** Opening INFORMATION GIVEN block **
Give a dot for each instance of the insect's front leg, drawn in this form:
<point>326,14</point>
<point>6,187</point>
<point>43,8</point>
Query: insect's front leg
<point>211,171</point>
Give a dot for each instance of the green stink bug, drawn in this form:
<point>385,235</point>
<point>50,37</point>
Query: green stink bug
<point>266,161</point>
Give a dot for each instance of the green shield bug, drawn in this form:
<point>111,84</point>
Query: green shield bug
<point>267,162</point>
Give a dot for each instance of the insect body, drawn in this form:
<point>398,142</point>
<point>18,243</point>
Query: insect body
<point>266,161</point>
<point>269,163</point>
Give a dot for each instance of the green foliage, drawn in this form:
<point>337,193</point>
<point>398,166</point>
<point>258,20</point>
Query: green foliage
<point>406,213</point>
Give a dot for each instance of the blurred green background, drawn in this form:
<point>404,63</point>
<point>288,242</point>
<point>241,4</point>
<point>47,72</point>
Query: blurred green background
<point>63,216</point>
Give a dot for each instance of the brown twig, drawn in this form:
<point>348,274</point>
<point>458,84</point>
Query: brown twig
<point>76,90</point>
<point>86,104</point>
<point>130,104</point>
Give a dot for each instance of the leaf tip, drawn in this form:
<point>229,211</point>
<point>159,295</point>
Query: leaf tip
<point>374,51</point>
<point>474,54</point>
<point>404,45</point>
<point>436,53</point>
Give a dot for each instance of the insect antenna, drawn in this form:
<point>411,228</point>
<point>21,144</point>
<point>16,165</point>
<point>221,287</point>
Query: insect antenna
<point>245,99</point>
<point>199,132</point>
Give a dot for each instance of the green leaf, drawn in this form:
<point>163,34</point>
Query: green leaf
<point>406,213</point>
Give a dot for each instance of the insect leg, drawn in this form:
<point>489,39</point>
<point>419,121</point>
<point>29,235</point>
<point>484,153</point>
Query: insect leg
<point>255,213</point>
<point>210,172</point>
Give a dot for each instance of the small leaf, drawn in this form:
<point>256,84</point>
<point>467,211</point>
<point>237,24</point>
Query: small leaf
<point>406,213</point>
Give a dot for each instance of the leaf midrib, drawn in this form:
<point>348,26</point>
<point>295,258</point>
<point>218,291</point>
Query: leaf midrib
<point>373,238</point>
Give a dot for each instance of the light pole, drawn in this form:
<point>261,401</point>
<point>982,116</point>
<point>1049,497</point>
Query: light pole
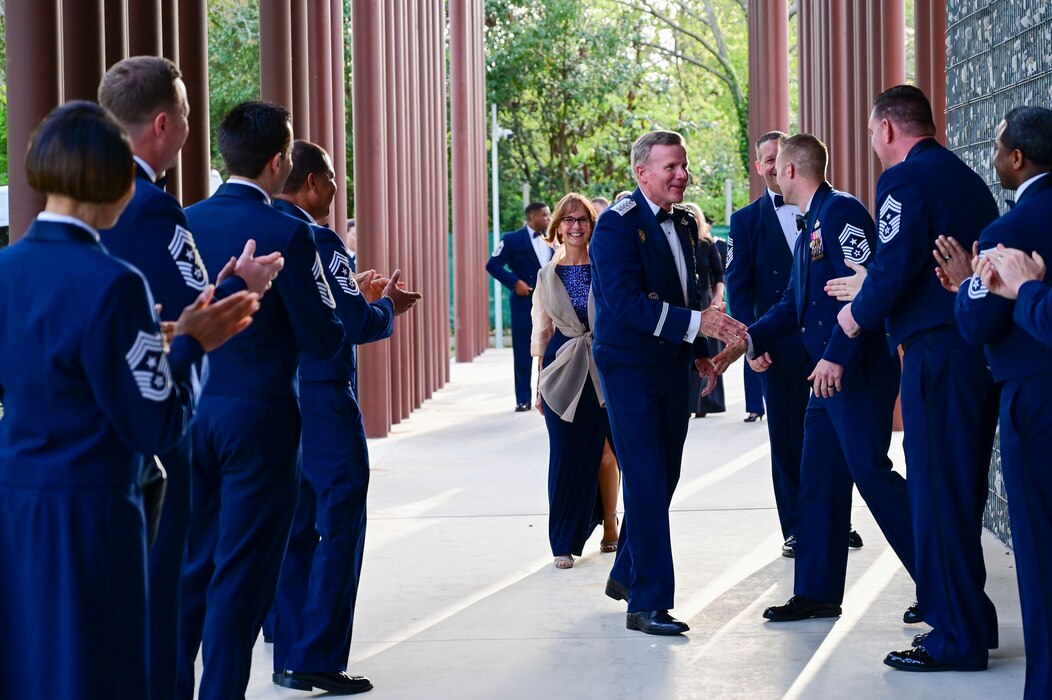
<point>496,137</point>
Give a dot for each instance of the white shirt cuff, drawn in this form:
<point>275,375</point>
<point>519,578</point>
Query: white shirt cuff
<point>695,325</point>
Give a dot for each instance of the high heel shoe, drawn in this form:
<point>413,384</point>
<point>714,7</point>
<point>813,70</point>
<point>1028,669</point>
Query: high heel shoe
<point>607,546</point>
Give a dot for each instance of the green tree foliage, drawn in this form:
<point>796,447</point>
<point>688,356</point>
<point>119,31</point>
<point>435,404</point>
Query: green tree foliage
<point>579,80</point>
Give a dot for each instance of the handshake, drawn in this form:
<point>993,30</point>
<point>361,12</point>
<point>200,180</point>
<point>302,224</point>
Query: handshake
<point>733,334</point>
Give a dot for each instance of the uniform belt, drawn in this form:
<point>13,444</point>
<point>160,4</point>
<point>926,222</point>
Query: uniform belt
<point>927,333</point>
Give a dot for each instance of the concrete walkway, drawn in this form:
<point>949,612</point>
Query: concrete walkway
<point>459,597</point>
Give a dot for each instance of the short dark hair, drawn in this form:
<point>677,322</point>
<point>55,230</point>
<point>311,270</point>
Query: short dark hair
<point>80,151</point>
<point>534,206</point>
<point>1029,130</point>
<point>307,158</point>
<point>250,135</point>
<point>641,150</point>
<point>807,153</point>
<point>908,107</point>
<point>136,88</point>
<point>769,136</point>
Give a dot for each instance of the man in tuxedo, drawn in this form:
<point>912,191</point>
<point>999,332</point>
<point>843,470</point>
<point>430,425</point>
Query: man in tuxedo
<point>514,263</point>
<point>315,604</point>
<point>649,330</point>
<point>760,261</point>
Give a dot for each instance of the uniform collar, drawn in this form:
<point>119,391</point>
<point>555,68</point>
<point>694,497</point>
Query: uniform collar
<point>51,217</point>
<point>235,179</point>
<point>149,172</point>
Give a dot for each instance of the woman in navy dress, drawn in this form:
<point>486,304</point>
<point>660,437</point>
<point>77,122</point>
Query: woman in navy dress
<point>88,386</point>
<point>710,284</point>
<point>568,394</point>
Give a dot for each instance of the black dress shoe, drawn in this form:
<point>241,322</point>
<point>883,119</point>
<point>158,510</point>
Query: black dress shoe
<point>655,622</point>
<point>801,608</point>
<point>915,659</point>
<point>615,590</point>
<point>336,682</point>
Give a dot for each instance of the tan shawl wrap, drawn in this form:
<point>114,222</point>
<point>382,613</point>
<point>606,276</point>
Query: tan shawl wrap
<point>563,380</point>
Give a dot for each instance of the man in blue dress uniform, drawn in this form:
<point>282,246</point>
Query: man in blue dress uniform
<point>1019,356</point>
<point>246,435</point>
<point>147,96</point>
<point>315,603</point>
<point>648,328</point>
<point>514,264</point>
<point>847,427</point>
<point>948,398</point>
<point>759,265</point>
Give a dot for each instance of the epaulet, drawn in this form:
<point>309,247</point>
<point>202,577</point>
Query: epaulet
<point>623,206</point>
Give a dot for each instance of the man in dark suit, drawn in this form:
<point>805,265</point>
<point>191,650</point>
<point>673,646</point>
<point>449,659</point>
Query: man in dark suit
<point>948,397</point>
<point>648,328</point>
<point>847,426</point>
<point>997,307</point>
<point>147,96</point>
<point>246,434</point>
<point>760,261</point>
<point>514,263</point>
<point>315,603</point>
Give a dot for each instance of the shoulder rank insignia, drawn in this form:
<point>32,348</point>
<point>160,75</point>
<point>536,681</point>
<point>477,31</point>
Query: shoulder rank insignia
<point>623,206</point>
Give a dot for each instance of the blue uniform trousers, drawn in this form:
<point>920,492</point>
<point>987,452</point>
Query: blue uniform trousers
<point>646,399</point>
<point>314,610</point>
<point>94,643</point>
<point>575,450</point>
<point>522,328</point>
<point>949,415</point>
<point>846,440</point>
<point>1026,443</point>
<point>166,560</point>
<point>753,391</point>
<point>245,461</point>
<point>786,392</point>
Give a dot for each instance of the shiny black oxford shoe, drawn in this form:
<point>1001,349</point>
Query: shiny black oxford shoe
<point>915,659</point>
<point>655,622</point>
<point>801,608</point>
<point>336,682</point>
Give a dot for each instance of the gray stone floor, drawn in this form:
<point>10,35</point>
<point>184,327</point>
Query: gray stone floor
<point>459,597</point>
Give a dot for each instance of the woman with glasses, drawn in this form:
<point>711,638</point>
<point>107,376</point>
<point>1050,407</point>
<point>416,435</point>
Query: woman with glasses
<point>568,394</point>
<point>89,385</point>
<point>710,285</point>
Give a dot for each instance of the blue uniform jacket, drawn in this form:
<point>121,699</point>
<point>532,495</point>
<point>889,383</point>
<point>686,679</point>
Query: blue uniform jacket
<point>759,261</point>
<point>1018,350</point>
<point>153,236</point>
<point>362,322</point>
<point>86,385</point>
<point>639,300</point>
<point>514,251</point>
<point>298,315</point>
<point>930,194</point>
<point>838,226</point>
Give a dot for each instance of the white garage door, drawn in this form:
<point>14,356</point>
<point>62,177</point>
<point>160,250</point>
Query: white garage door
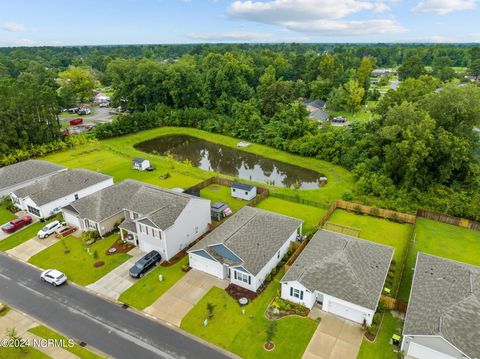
<point>421,352</point>
<point>346,312</point>
<point>206,265</point>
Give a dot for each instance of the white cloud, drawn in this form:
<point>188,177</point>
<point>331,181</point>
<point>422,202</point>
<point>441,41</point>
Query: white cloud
<point>314,17</point>
<point>442,7</point>
<point>230,36</point>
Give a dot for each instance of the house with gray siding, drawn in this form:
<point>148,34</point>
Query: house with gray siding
<point>246,247</point>
<point>344,275</point>
<point>443,314</point>
<point>25,173</point>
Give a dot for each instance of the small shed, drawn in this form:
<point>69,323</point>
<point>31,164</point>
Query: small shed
<point>140,164</point>
<point>243,191</point>
<point>220,210</point>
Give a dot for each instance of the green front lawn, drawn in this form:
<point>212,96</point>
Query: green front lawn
<point>311,215</point>
<point>381,348</point>
<point>23,235</point>
<point>218,193</point>
<point>16,353</point>
<point>381,231</point>
<point>443,240</point>
<point>46,333</point>
<point>148,289</point>
<point>244,334</point>
<point>78,264</point>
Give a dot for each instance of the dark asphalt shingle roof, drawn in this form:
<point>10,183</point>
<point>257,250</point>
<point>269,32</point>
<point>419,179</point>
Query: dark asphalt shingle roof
<point>107,202</point>
<point>254,235</point>
<point>60,185</point>
<point>26,171</point>
<point>344,267</point>
<point>445,301</point>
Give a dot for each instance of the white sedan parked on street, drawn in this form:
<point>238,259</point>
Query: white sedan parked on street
<point>54,277</point>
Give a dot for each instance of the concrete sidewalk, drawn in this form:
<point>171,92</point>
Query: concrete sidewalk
<point>118,280</point>
<point>31,247</point>
<point>335,338</point>
<point>182,297</point>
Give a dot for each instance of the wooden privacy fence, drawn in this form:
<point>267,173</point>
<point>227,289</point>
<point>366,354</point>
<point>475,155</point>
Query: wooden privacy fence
<point>457,221</point>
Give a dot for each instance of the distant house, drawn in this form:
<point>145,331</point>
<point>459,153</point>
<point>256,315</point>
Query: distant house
<point>243,191</point>
<point>140,164</point>
<point>25,173</point>
<point>163,220</point>
<point>246,247</point>
<point>343,274</point>
<point>102,210</point>
<point>443,315</point>
<point>48,196</point>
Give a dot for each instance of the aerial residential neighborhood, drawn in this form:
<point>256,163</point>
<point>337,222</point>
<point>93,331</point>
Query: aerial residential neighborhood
<point>240,179</point>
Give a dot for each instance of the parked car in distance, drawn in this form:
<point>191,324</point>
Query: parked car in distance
<point>64,231</point>
<point>16,224</point>
<point>76,121</point>
<point>145,263</point>
<point>49,229</point>
<point>54,277</point>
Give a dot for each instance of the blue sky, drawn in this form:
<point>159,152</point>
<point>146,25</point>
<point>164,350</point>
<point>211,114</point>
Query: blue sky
<point>89,22</point>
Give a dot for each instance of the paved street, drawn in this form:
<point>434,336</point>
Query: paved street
<point>97,322</point>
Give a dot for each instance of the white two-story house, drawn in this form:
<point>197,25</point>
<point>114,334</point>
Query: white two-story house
<point>163,220</point>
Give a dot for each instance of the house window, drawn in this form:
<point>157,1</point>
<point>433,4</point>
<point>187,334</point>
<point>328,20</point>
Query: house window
<point>33,211</point>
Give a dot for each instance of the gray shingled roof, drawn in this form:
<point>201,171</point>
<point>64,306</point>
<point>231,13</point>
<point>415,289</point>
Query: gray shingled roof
<point>253,234</point>
<point>158,206</point>
<point>106,203</point>
<point>445,301</point>
<point>344,267</point>
<point>26,171</point>
<point>59,185</point>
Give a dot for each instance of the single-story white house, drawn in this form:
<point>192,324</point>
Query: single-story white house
<point>164,220</point>
<point>343,274</point>
<point>246,247</point>
<point>46,197</point>
<point>140,164</point>
<point>243,191</point>
<point>443,314</point>
<point>25,173</point>
<point>103,210</point>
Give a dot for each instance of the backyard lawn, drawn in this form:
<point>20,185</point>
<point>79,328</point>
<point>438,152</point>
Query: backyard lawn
<point>381,348</point>
<point>443,240</point>
<point>46,333</point>
<point>244,334</point>
<point>148,289</point>
<point>78,264</point>
<point>216,193</point>
<point>311,215</point>
<point>22,235</point>
<point>380,231</point>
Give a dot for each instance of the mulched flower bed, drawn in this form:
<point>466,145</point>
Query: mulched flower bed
<point>120,248</point>
<point>237,292</point>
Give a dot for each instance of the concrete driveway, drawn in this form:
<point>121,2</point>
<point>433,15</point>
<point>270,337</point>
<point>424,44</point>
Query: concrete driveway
** Closing INFORMATION GIVEN block **
Beginning at the top of the entries above, output each line exactly, and end with the line in which "Give a dot for each instance of the small leaf, drawn" appears.

=== YOUR SOLUTION ===
Give a dot for each instance of the insect's front leg, drawn in this form:
<point>326,14</point>
<point>6,187</point>
<point>43,8</point>
Query: insect's front leg
<point>211,171</point>
Give a dot for each instance of the green stink bug, drawn in this form:
<point>385,235</point>
<point>50,37</point>
Query: green stink bug
<point>266,161</point>
Give a dot for each instance of the green shield bug, drawn in this form:
<point>111,84</point>
Query: green shield bug
<point>267,162</point>
Give a dot for each instance of the insect body, drawn in this form:
<point>398,142</point>
<point>18,243</point>
Query: insect body
<point>266,161</point>
<point>269,163</point>
Give a dot for each instance of the green foliage, drawn in this form:
<point>337,193</point>
<point>398,166</point>
<point>258,20</point>
Query: green foliage
<point>406,213</point>
Give a dot for each instance of the blurred green background, drawn in this form:
<point>404,63</point>
<point>288,242</point>
<point>241,4</point>
<point>47,72</point>
Query: blurred green background
<point>63,216</point>
Give a dot for each instance of the brown twig, drawn in this form:
<point>348,274</point>
<point>458,84</point>
Query: brown twig
<point>76,90</point>
<point>86,104</point>
<point>130,104</point>
Give a dot for each instance of the leaf tip, drawn in this form:
<point>229,211</point>
<point>159,295</point>
Query: leaf tip
<point>374,51</point>
<point>474,54</point>
<point>404,45</point>
<point>436,53</point>
Give a dot for each instance of the insect antenna, drawn in this form:
<point>411,228</point>
<point>21,144</point>
<point>16,165</point>
<point>221,287</point>
Query: insect antenna
<point>245,99</point>
<point>199,132</point>
Give a dot for each instance of the green leaf, drawn in this form:
<point>163,34</point>
Query: green leaf
<point>406,213</point>
Give a dot for each instance of the insect leg, drawn in this form:
<point>489,39</point>
<point>419,121</point>
<point>29,235</point>
<point>484,153</point>
Query: insect leg
<point>255,213</point>
<point>210,172</point>
Give a dot for each instance of the small leaf, drawn in this form:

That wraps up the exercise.